▶ _WORK TO BE COMPLETED_
Recast the part of the records that opens with the line containing "of the portrait" and runs through the end of the records as a numbered list, one line per item, leaving out any blank lines.

▶ _GIVEN RECORDS_
____

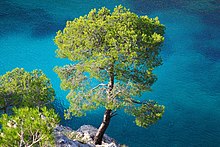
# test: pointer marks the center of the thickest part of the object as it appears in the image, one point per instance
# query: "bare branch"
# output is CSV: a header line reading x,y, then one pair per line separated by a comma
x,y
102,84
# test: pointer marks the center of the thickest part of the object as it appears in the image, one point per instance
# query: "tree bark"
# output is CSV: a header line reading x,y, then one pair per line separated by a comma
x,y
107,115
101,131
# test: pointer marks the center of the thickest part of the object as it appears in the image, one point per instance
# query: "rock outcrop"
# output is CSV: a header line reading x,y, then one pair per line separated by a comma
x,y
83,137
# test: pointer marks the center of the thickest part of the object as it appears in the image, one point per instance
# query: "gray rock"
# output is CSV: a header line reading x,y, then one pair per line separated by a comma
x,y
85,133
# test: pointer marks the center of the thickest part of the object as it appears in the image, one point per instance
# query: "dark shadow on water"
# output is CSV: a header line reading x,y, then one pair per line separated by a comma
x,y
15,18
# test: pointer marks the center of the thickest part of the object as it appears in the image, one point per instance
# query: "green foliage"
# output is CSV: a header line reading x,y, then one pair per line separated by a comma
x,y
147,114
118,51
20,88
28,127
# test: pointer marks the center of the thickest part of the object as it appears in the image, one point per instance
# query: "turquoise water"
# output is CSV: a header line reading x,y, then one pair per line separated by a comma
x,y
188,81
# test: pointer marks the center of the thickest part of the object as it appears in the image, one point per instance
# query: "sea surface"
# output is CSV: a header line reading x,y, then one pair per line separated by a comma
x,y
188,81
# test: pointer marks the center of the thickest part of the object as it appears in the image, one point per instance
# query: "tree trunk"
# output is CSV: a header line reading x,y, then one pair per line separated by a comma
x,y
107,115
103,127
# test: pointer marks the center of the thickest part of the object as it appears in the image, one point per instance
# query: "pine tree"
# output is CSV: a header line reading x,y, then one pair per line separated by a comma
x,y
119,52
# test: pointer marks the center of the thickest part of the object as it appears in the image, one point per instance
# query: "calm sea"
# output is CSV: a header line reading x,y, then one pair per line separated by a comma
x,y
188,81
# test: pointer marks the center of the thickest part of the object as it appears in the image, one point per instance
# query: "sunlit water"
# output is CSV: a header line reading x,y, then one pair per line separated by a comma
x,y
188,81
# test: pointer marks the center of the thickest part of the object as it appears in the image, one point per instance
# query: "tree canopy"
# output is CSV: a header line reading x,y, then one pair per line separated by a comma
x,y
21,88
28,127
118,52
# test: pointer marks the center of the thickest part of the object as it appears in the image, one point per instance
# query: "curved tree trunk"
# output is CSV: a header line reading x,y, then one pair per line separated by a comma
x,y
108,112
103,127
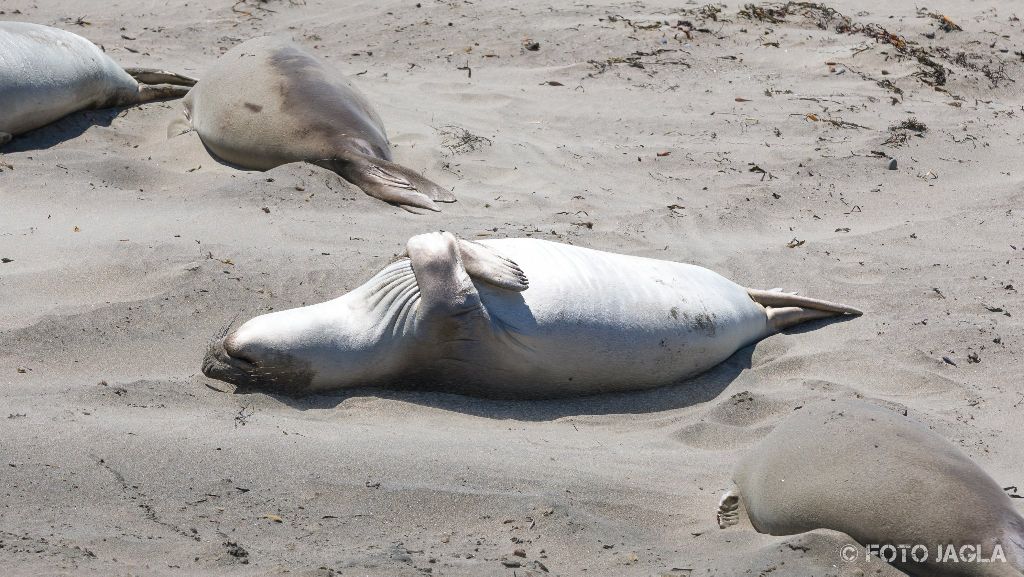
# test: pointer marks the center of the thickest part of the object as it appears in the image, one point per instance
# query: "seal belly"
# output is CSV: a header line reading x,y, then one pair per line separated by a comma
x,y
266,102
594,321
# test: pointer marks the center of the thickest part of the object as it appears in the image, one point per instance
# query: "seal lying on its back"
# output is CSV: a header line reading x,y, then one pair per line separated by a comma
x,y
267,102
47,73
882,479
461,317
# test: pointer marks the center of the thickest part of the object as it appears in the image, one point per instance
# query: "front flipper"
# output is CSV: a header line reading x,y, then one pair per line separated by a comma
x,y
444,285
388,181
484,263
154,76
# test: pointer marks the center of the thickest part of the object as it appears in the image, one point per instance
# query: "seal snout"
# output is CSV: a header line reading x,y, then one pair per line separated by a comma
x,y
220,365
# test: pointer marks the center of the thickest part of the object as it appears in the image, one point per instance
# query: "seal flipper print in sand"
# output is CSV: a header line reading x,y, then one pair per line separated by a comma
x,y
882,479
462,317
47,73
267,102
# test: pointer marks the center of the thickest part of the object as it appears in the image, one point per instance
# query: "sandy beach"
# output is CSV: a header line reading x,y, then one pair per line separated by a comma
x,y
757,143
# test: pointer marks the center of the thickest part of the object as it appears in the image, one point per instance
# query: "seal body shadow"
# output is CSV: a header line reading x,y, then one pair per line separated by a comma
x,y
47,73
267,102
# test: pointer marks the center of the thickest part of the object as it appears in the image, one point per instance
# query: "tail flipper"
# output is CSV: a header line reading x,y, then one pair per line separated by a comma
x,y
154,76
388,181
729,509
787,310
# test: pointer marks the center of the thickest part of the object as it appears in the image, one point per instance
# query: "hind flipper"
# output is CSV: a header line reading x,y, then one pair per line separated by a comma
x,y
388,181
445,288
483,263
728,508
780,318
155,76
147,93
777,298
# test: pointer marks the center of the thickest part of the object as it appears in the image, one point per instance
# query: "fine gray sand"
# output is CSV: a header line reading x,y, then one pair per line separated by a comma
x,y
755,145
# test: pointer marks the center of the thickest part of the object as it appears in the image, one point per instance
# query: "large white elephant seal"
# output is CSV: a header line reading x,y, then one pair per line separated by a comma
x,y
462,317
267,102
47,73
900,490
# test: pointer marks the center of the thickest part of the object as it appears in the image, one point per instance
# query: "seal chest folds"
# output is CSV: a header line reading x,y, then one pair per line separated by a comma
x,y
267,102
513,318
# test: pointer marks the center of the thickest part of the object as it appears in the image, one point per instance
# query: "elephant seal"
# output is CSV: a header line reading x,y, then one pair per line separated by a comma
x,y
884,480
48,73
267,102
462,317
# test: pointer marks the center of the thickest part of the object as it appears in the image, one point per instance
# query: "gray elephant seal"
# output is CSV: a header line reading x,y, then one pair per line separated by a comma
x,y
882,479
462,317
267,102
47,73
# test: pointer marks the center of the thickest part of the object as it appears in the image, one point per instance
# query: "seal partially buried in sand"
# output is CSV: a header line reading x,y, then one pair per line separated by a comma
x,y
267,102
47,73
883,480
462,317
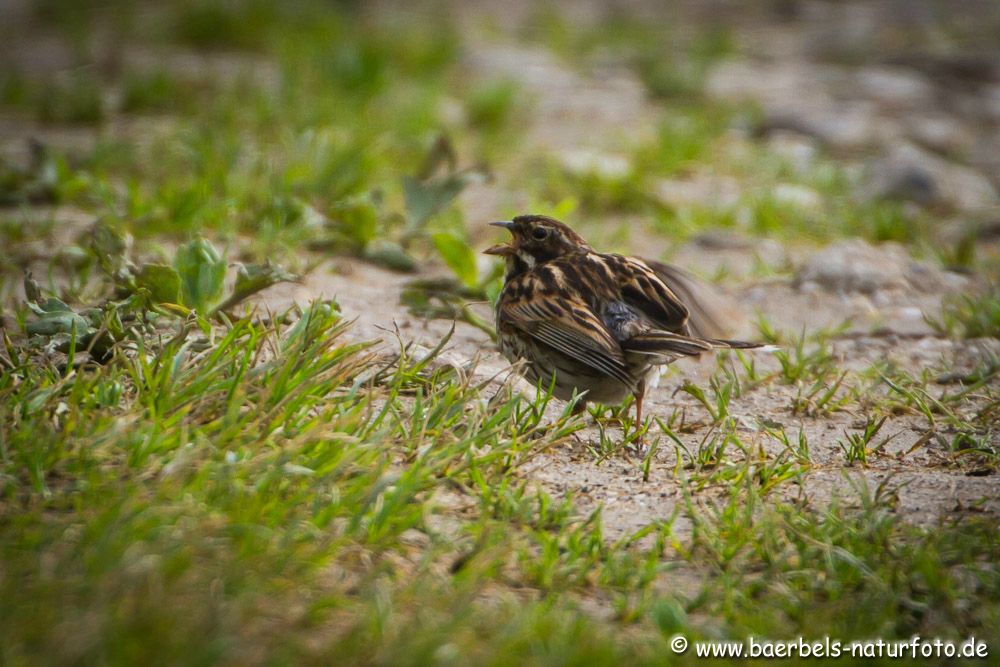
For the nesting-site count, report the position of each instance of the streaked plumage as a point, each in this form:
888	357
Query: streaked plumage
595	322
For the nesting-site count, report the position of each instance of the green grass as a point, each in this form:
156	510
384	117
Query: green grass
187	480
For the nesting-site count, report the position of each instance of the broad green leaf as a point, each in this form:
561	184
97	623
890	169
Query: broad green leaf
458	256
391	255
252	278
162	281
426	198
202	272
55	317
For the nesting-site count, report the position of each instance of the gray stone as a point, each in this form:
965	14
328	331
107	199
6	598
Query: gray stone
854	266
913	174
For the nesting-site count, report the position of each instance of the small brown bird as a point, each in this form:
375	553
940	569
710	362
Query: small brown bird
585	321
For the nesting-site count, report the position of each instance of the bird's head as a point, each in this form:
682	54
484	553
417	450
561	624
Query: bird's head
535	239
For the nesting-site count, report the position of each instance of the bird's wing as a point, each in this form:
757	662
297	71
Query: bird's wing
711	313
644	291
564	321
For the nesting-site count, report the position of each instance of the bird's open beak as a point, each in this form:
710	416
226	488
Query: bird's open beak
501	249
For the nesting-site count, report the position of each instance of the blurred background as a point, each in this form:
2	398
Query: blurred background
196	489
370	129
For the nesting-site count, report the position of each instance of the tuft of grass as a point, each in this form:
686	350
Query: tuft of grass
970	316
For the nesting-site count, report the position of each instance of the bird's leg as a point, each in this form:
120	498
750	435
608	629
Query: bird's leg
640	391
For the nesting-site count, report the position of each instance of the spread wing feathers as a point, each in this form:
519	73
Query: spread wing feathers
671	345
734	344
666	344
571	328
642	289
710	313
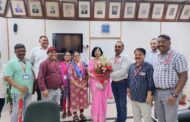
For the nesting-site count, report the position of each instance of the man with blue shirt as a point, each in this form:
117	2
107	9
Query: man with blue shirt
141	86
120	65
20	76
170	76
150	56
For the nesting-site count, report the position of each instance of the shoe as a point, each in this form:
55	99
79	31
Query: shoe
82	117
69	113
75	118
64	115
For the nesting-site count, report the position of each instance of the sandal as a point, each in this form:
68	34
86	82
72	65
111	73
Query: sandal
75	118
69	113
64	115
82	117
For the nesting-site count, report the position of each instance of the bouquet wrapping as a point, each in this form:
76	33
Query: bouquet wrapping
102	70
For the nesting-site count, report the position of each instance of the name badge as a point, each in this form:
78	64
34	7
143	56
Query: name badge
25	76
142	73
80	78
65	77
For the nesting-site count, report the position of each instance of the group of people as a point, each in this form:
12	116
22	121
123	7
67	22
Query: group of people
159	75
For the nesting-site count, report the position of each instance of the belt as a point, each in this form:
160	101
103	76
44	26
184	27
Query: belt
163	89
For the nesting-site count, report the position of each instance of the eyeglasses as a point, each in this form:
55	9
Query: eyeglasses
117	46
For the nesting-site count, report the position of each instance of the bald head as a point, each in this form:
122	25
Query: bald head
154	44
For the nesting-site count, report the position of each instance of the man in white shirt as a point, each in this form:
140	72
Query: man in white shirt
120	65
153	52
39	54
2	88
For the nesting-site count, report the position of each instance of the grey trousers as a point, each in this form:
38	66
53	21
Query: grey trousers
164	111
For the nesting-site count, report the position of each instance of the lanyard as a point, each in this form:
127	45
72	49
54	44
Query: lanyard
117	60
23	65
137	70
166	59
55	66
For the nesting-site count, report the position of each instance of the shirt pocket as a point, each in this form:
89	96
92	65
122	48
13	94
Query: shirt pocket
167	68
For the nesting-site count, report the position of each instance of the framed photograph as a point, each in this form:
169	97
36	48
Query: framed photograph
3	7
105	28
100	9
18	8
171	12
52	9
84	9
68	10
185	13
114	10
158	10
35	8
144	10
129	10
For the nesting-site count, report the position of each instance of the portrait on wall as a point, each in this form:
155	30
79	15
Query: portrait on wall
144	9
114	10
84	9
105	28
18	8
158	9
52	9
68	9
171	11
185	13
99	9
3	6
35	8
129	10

____

▶ _TASK RESULT_
1. For the nesting-site count, report the position of each instance of the portrait on wall as a point, each in this form:
2. 155	30
3. 79	15
4. Query: portrait on wall
5. 144	9
6. 114	10
7. 84	9
8. 105	28
9. 18	8
10. 158	9
11. 52	9
12. 68	9
13. 171	11
14. 185	13
15. 99	9
16. 3	6
17. 35	8
18. 129	10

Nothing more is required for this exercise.